→ **TAREFA A REALIZAR**
Edite o trecho dos dados que começa na linha que contém "For every instance of the clipboard, put" e vai até o fim dos dados, substituindo "life vest" por "life jacket" e mantendo todo o resto inalterado. Deixe as imagens de fora da resposta.

→ **DADOS DE ENTRADA**
= = = = = = =

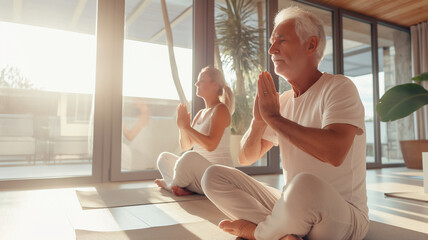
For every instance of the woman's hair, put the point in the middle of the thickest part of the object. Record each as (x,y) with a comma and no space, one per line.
(224,91)
(306,25)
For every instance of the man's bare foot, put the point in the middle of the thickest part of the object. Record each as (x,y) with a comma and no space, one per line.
(161,183)
(291,237)
(241,228)
(178,191)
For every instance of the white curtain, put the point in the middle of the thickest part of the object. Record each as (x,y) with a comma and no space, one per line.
(419,34)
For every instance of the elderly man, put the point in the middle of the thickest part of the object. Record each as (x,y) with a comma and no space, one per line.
(319,127)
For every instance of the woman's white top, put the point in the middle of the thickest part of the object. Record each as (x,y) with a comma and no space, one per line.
(221,155)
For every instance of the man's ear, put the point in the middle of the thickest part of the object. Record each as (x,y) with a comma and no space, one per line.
(312,45)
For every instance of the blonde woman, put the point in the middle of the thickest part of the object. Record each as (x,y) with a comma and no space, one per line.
(208,135)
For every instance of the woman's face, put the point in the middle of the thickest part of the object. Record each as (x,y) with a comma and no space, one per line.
(205,87)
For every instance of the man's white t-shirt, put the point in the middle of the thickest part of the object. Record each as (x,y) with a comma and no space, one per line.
(332,99)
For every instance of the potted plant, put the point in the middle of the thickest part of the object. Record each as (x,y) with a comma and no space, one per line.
(399,102)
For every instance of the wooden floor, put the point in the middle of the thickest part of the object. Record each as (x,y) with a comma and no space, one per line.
(55,213)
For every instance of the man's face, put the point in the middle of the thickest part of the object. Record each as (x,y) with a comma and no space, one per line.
(287,52)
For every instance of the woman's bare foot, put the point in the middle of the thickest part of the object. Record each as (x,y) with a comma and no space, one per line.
(291,237)
(161,183)
(178,191)
(241,228)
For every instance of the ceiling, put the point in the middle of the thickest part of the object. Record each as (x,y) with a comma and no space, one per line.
(402,12)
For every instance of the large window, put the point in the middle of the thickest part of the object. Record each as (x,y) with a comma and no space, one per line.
(47,76)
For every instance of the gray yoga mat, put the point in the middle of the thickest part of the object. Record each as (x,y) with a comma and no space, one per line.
(106,198)
(187,231)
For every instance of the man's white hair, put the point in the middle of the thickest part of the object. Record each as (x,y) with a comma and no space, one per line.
(306,25)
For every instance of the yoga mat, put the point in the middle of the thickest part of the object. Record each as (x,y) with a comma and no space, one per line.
(187,231)
(418,196)
(106,198)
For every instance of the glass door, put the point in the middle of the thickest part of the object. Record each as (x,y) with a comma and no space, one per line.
(149,94)
(47,79)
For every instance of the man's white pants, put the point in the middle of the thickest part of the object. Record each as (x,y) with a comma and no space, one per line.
(185,171)
(307,206)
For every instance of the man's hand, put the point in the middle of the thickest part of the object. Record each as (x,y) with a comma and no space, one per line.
(268,97)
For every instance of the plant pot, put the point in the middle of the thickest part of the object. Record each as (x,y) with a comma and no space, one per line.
(412,152)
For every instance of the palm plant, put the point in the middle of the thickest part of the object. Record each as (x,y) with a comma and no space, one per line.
(238,42)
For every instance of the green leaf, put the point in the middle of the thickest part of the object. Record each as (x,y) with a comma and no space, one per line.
(421,77)
(400,101)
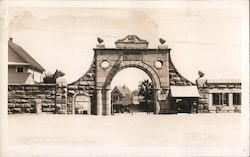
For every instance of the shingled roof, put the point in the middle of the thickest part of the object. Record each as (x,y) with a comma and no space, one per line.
(26,57)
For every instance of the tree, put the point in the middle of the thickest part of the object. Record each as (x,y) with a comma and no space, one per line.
(49,78)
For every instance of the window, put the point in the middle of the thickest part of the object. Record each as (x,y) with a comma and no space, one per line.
(216,98)
(236,98)
(20,69)
(225,99)
(220,99)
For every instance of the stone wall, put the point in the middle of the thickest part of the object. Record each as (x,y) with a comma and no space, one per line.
(26,98)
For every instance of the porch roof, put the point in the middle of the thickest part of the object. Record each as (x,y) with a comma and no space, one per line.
(184,91)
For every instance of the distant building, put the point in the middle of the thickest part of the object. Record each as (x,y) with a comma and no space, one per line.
(121,95)
(21,66)
(220,95)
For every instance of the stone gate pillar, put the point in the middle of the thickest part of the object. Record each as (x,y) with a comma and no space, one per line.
(108,101)
(99,101)
(157,104)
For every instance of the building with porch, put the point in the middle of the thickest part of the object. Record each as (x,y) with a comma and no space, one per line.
(22,68)
(220,95)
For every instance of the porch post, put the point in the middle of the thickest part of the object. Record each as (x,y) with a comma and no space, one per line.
(99,101)
(108,102)
(230,101)
(157,104)
(210,102)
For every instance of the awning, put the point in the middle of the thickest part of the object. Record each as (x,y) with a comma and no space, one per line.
(184,91)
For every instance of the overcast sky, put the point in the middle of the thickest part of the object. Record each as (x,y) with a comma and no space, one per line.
(63,38)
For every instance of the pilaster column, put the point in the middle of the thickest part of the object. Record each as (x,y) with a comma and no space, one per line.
(230,100)
(99,101)
(108,101)
(210,101)
(156,101)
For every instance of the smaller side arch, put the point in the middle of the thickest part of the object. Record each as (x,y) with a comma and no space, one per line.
(87,106)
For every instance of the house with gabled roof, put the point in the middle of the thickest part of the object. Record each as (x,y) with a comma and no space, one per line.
(21,66)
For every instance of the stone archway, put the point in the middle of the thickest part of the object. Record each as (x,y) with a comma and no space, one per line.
(81,103)
(130,51)
(128,64)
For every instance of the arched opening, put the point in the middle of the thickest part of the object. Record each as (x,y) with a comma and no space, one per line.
(81,104)
(128,94)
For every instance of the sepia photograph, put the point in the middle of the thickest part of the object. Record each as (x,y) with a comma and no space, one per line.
(124,78)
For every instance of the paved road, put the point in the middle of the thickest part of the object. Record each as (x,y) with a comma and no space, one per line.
(75,134)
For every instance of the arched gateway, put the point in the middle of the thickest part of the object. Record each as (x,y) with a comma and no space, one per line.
(130,51)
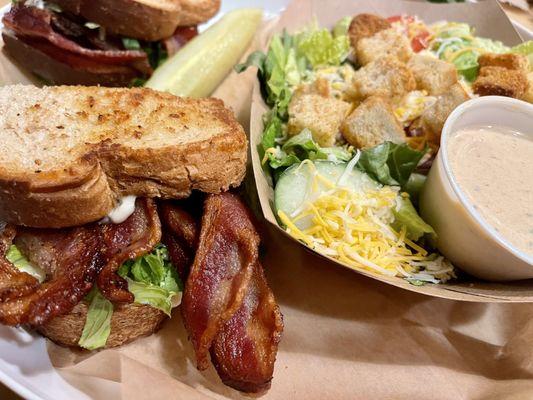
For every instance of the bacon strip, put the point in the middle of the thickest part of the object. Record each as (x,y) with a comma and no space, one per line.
(75,264)
(73,260)
(221,271)
(244,351)
(136,236)
(34,22)
(180,236)
(228,309)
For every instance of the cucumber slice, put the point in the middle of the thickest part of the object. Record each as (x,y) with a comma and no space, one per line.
(294,186)
(199,67)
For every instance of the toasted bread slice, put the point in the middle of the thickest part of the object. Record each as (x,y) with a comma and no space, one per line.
(149,20)
(69,152)
(129,322)
(194,12)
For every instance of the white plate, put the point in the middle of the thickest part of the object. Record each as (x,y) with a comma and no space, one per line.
(24,364)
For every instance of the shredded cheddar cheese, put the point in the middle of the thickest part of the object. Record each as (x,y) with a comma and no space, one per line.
(354,227)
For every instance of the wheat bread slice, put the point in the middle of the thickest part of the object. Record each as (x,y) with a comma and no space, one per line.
(194,12)
(128,322)
(149,20)
(69,153)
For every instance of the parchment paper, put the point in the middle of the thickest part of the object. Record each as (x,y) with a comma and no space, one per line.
(346,336)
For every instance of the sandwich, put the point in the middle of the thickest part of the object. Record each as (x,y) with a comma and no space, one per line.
(108,43)
(115,208)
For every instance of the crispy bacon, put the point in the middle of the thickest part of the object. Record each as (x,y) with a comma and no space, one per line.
(32,22)
(228,309)
(72,262)
(136,236)
(221,272)
(244,351)
(180,236)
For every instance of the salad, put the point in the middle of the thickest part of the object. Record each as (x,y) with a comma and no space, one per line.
(354,122)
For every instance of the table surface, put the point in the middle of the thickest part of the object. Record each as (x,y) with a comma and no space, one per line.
(523,17)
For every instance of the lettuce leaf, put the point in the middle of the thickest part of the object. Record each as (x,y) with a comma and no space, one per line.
(342,26)
(152,279)
(98,323)
(15,257)
(302,147)
(279,70)
(390,163)
(526,49)
(407,216)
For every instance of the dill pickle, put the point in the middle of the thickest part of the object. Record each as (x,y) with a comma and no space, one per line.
(201,65)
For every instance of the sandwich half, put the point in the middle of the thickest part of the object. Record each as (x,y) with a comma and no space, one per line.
(100,42)
(114,205)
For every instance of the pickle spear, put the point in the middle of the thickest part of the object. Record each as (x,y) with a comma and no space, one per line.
(201,65)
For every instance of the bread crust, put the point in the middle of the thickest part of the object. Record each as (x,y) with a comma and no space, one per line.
(86,186)
(56,72)
(140,19)
(129,322)
(194,12)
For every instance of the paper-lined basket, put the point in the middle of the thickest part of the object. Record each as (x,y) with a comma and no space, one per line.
(489,21)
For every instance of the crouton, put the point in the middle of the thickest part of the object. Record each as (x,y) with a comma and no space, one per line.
(528,96)
(320,86)
(433,119)
(517,62)
(431,74)
(499,81)
(372,123)
(322,116)
(384,43)
(366,25)
(386,77)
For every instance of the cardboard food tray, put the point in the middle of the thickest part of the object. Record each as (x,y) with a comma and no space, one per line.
(489,21)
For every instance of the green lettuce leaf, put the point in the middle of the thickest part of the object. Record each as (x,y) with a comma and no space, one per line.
(526,49)
(407,216)
(152,279)
(302,147)
(341,27)
(15,257)
(155,296)
(98,323)
(321,48)
(390,163)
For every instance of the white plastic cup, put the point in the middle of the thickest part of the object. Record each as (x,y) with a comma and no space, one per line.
(463,237)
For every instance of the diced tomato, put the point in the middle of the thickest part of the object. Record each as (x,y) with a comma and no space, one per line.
(404,19)
(420,41)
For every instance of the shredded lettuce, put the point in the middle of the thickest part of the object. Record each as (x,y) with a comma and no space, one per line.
(98,322)
(301,147)
(15,257)
(152,280)
(407,216)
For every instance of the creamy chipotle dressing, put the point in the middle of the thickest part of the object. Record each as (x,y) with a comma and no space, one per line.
(493,167)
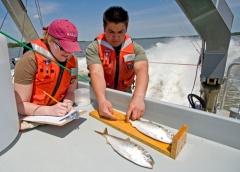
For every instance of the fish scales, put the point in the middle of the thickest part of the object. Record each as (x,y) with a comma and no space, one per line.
(153,130)
(129,150)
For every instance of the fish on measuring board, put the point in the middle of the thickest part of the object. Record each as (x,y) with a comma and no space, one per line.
(129,150)
(153,130)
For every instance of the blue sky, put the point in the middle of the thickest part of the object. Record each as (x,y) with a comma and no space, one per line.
(155,18)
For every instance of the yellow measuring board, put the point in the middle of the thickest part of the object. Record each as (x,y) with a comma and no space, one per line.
(171,150)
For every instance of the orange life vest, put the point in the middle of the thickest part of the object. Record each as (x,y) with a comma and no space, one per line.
(123,65)
(50,77)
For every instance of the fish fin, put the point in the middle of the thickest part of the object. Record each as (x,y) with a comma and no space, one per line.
(128,139)
(105,131)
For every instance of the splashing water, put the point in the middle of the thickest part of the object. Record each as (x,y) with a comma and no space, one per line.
(171,82)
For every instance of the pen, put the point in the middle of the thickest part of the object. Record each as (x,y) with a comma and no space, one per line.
(50,96)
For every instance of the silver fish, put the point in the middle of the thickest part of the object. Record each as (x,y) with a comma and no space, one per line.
(129,150)
(153,130)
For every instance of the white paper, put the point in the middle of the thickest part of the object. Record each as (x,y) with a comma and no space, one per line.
(48,119)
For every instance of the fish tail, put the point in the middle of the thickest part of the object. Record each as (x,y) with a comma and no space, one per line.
(104,132)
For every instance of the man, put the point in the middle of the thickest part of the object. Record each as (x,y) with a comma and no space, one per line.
(113,61)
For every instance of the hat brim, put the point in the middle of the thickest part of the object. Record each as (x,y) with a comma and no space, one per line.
(70,46)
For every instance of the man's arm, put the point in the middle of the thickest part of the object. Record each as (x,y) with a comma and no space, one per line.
(136,107)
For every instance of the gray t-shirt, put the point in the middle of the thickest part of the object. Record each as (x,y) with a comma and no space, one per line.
(92,54)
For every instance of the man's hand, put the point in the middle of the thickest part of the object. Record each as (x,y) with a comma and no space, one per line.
(136,109)
(106,110)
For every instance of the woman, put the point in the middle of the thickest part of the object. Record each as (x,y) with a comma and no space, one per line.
(42,86)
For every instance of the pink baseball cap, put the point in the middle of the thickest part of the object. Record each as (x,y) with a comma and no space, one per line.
(66,33)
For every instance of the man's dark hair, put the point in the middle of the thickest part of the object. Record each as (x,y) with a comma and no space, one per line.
(115,14)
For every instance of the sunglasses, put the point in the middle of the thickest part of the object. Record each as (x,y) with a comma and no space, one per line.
(61,48)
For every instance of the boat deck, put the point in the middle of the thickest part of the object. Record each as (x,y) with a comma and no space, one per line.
(76,147)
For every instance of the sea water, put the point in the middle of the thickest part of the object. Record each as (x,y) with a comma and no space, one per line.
(172,68)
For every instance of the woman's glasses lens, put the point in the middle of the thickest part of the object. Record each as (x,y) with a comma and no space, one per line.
(59,46)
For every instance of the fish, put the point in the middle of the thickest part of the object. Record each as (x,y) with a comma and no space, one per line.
(153,130)
(129,150)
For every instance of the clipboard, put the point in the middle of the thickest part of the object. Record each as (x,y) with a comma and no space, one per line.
(53,120)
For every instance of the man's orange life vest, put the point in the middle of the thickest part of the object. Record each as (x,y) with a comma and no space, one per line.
(50,77)
(118,71)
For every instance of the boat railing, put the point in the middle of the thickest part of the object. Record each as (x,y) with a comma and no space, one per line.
(226,84)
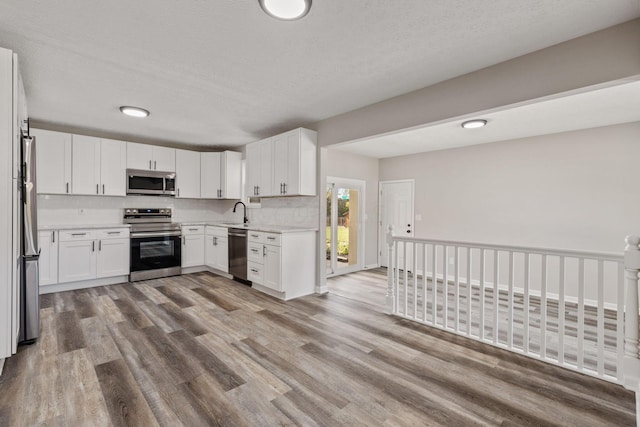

= = = = = = =

→ **RESPOSTA À TAREFA**
For every instance of the clipboard, put the point in the middle of the thickest part of the object. Record each as (x,y) with a comma and no space, one per line.
(53,120)
For every instance of the man's orange life jacket, put the point in the middle of the thickest part of the object. Record each as (x,y) with a comma and no space, one per line.
(50,77)
(118,71)
For every instance of the boat railing, put the point in the middle of the thickest part of the object. Record each as (x,y) with a comma and no space, one per line.
(226,84)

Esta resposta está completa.